**Problem to solve**
Can you rewrite the source data from its start up to and including the line with "column 1351, row 609", swapping "library wall" for "reading-room wall" and leaving everything else unchanged?

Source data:
-- -- --
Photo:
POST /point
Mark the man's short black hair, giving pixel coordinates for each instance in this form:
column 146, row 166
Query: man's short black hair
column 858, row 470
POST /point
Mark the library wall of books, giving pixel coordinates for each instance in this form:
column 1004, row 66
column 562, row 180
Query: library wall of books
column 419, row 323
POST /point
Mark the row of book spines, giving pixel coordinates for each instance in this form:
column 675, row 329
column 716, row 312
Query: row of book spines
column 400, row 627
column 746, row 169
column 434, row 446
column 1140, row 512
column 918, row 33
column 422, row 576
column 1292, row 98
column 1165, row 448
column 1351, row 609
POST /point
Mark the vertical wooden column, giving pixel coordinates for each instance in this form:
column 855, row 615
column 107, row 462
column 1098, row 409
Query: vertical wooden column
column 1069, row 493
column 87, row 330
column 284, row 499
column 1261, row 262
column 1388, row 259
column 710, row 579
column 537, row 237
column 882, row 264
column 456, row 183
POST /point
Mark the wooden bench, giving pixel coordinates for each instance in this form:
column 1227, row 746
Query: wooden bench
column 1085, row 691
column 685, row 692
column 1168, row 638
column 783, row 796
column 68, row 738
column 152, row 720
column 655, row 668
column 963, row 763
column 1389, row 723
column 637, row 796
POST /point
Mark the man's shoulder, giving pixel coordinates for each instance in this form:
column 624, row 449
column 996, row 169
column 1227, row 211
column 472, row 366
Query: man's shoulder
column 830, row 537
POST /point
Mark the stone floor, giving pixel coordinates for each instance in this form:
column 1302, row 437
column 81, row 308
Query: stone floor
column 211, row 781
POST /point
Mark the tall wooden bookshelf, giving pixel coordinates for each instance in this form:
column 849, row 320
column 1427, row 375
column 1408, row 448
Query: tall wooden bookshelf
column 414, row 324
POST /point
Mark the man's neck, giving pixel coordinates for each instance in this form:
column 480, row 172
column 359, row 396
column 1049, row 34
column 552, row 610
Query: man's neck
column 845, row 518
-- -- --
**Problem solution**
Photo:
POST /point
Mark the man's short black hair, giving pixel coordinates for each instance in this form:
column 146, row 166
Query: man's short black hair
column 858, row 470
POST /point
Mark the reading-room wall of books, giving pixel coordinates for each instance in this form:
column 1004, row 66
column 562, row 180
Query: reading-room wall of books
column 419, row 323
POST /point
Mark the row of book spines, giving pixel coordinates for each instance in this form:
column 675, row 329
column 716, row 312
Query: row of book spines
column 400, row 627
column 746, row 169
column 434, row 446
column 1140, row 512
column 918, row 33
column 422, row 576
column 1292, row 98
column 1165, row 448
column 1351, row 609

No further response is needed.